--- Aufgabe 1 ---
Beantworten Sie anhand des Textauszugs folgende Fragen:
(a) Welcher Pazifikstaat will beim Tiefseebergbau auf Manganknollen vorangehen?
(b) Wo tagt derzeit der Rat der Internationalen Meeresbodenbehörde?
(c) Aus welchem Jahr stammt das Internationale Seerechtsübereinkommen der Vereinten Nationen?
--- Aufgabe 2 ---
Geben Sie den Abschnitt des Textauszugs, der mit „Von Dagmar Röhrlich“ beginnt und mit „dpa / Caroline Seidel)“ endet, erneut wieder, und ändern Sie darin „Hannover“ zu „Bremen“.

--- Textauszug ---
Durch die Energiewende steigt weltweit die Nachfrage nach metallischen Rohstoffen steil an. Der kleine Pazifikstaat Nauru will beim Tiefseebergbau auf Manganknollen vorangehen. Doch es gibt Warnungen, dass es dabei Umweltstandards geben müsse.

Von Dagmar Röhrlich |
    Eine Mitarbeiterin hält in der Bundesanstalt für Geowissenschaften und Rohstoffe (BGR) in Hannover eine Manganknolle in der Hand. Der rote Punkt markiert die Oberseite der Knolle. Die in den Manganknollen der Tiefsee ebenfalls angereicherten Metalle Kupfer, Kobalt und Nickel sowie seltenere Spurenmetalle wie Molybdän werden zur Herstellung vieler Produkte der Elektro- und Computerindustrie benötigt. (Archivbild)
    Metallschatz aus der Tiefsee - Manganknollen (picture alliance / dpa / Caroline Seidel)
    In Kingston auf Jamaika tagt derzeit der Rat der Internationalen Meeresbodenbehörde. Diskutiert wird, welche Spielregeln gelten sollen, falls künftig massenhaft Rohstoffe am Grund der Ozeane gefördert werden - Manganknollen zum Beispiel, die wichtige Metalle wie Kupfer, Nickel, Kobalt und Zink enthalten, die für Elektroautos und Solarzellen gebraucht werden. Die Unterhändler stehen zeitlich unter Druck, recht schnell zu entscheiden.
    Außerhalb nationaler Hoheitsgebiete sind der Tiefseeboden und seine Bodenschätze ein „gemeinsames Erbe der Menschheit“: So steht es im Internationalen Seerechtsübereinkommen der Vereinten Nationen von 1982. Den Auftrag, dieses gemeinsame Erbe zu verwalten, erhielt die dafür geschaffene Internationale Meeresbodenbehörde ISA.
    Sie soll die Regeln für Erkundung und potentielle Ausbeutung dieser Bodenschätze festlegen, dafür sorgen, dass ein Abbau so umweltverträglich wie möglich geschieht und dafür, dass Einnahmen und Gewinne gerecht mit anderen Staaten geteilt werden. Geregelt ist bisher die Exploration, die Suche nach Bodenschätzen.

--- Gegebene Daten ---
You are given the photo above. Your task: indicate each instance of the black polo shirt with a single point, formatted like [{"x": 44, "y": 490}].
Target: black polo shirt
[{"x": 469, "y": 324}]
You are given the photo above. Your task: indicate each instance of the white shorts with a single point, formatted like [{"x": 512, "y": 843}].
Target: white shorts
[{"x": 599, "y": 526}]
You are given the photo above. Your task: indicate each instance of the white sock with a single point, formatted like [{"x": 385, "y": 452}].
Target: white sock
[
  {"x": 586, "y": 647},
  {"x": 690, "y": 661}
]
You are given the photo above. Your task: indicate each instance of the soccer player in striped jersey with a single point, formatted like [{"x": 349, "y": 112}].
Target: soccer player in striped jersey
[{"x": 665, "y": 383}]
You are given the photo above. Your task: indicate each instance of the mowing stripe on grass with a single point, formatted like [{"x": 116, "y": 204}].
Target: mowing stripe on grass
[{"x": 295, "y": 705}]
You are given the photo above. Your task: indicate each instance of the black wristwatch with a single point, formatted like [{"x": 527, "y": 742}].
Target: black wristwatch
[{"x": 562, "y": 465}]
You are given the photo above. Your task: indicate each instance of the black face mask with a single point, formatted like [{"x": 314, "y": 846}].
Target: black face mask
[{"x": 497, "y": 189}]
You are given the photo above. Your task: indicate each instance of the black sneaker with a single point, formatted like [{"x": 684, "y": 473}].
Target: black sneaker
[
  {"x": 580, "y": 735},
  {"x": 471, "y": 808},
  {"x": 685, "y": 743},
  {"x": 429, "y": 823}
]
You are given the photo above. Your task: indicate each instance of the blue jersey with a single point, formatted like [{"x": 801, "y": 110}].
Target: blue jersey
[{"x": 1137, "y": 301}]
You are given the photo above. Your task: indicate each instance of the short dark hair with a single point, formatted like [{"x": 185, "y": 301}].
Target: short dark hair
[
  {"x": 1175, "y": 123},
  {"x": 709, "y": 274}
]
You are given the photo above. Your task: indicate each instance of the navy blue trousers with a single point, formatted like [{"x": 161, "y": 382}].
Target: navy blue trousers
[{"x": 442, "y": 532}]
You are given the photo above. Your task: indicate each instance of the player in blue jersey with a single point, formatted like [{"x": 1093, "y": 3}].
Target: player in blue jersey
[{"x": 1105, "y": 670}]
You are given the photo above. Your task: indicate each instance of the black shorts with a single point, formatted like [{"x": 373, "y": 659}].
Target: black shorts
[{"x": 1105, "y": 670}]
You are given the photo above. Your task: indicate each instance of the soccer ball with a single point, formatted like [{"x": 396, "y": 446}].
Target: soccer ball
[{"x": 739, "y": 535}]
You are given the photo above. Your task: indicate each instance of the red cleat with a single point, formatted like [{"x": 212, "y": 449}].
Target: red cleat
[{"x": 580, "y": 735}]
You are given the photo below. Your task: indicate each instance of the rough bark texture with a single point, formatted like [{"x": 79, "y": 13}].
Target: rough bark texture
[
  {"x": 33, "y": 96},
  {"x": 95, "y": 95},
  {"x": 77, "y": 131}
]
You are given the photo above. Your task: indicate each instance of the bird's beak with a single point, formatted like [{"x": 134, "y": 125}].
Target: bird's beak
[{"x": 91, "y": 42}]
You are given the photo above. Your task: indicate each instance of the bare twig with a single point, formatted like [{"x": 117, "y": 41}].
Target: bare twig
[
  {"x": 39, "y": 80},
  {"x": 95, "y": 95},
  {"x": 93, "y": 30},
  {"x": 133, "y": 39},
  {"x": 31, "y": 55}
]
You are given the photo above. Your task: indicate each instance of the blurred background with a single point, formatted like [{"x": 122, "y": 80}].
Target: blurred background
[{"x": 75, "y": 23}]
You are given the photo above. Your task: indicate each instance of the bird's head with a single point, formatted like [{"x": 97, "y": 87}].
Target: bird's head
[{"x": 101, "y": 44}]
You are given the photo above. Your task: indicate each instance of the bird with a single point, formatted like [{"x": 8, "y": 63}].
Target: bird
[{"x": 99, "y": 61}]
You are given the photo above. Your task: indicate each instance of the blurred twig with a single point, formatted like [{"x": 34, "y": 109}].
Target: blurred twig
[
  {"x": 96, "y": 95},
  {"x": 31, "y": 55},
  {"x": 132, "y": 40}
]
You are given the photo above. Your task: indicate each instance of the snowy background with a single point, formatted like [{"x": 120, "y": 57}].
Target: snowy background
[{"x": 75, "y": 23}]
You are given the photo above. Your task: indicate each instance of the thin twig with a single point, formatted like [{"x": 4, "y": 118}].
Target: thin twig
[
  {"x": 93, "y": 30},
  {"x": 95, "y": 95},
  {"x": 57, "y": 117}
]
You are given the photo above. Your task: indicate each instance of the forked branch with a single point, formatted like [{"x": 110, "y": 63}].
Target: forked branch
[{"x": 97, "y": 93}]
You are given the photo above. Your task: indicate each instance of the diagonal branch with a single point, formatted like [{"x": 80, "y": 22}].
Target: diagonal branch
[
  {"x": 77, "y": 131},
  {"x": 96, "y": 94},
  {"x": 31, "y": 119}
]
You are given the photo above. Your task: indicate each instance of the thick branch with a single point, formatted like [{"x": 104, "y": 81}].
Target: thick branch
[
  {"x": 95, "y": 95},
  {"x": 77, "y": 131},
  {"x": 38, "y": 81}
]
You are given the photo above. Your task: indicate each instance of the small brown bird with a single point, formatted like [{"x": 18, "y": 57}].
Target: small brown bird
==
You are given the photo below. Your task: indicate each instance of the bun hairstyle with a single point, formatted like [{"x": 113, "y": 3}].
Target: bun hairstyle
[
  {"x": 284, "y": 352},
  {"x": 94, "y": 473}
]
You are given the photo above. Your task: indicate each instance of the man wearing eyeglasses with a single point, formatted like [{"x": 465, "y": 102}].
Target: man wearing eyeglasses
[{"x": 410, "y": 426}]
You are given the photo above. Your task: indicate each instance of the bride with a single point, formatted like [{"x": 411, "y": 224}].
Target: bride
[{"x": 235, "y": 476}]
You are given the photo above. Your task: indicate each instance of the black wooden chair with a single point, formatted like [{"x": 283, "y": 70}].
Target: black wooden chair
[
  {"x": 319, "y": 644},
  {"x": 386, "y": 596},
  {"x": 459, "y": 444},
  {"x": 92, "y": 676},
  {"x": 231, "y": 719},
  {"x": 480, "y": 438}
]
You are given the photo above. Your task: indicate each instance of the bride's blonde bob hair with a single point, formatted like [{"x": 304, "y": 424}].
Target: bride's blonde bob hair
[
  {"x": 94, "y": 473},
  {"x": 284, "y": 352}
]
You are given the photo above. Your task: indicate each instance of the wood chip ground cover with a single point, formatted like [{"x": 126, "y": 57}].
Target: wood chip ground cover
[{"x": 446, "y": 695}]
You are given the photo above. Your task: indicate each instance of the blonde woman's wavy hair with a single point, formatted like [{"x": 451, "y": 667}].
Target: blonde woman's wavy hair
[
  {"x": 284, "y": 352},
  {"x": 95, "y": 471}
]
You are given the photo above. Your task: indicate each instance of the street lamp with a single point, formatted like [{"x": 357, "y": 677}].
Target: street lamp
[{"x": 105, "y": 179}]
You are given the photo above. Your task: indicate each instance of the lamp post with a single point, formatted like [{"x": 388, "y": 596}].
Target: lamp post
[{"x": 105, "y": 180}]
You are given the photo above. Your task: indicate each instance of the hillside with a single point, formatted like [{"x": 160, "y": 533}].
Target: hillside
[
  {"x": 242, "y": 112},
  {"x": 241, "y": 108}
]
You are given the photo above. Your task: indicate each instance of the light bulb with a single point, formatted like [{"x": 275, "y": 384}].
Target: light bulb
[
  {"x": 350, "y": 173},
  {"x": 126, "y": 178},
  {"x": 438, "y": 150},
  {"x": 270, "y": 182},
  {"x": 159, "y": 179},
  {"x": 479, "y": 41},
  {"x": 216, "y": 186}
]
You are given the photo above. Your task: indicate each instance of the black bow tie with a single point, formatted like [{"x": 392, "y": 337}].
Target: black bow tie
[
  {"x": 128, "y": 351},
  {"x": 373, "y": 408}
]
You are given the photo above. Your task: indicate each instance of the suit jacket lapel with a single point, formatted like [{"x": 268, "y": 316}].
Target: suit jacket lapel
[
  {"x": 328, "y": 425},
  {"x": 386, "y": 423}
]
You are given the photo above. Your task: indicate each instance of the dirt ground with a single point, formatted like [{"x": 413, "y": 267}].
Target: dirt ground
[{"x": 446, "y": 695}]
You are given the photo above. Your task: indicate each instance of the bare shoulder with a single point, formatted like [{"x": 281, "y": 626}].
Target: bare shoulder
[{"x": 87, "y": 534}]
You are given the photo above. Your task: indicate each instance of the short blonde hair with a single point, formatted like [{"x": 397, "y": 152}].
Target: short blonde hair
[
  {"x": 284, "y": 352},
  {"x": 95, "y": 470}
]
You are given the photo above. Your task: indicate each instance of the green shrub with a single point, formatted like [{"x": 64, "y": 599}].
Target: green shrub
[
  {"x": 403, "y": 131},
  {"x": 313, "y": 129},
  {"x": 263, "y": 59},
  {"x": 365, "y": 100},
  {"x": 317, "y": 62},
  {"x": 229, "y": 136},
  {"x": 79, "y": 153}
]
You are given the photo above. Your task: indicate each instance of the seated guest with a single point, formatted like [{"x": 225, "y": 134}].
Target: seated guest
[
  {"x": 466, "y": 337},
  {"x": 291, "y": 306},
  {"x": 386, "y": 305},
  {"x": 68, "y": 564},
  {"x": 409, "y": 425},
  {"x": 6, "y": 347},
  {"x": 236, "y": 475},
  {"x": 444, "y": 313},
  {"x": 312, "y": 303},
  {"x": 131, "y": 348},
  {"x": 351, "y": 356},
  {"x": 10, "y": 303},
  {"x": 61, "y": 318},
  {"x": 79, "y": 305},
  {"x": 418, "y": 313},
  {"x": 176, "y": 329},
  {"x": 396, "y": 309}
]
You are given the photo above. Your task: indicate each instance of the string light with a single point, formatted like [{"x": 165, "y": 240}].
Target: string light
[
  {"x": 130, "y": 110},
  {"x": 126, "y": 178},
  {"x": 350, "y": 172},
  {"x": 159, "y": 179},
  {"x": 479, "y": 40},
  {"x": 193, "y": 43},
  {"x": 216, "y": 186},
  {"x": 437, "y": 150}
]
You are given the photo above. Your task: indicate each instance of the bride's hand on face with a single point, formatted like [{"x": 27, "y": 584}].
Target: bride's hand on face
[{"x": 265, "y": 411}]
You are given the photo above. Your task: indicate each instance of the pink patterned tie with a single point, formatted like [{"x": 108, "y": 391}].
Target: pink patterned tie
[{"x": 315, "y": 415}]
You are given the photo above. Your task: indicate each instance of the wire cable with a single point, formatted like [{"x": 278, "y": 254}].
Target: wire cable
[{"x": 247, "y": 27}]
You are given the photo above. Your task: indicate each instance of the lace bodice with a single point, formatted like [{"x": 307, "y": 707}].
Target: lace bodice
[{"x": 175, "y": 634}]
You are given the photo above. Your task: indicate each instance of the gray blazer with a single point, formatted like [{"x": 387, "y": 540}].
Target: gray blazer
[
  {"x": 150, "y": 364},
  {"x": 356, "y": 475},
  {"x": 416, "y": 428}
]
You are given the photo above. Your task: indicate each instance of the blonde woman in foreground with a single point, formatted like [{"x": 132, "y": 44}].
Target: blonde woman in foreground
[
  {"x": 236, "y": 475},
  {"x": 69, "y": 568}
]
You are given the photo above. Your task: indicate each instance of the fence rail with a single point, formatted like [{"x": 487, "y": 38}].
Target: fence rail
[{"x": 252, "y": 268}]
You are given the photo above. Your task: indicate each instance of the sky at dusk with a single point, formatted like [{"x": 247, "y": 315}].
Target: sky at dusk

--- Lösung 1 ---
(a) Nauru
(b) In Kingston auf Jamaika
(c) Aus dem Jahr 1982

--- Lösung 2 ---
Von Dagmar Röhrlich |
    Eine Mitarbeiterin hält in der Bundesanstalt für Geowissenschaften und Rohstoffe (BGR) in Bremen eine Manganknolle in der Hand. Der rote Punkt markiert die Oberseite der Knolle. Die in den Manganknollen der Tiefsee ebenfalls angereicherten Metalle Kupfer, Kobalt und Nickel sowie seltenere Spurenmetalle wie Molybdän werden zur Herstellung vieler Produkte der Elektro- und Computerindustrie benötigt. (Archivbild)
    Metallschatz aus der Tiefsee - Manganknollen (picture alliance / dpa / Caroline Seidel)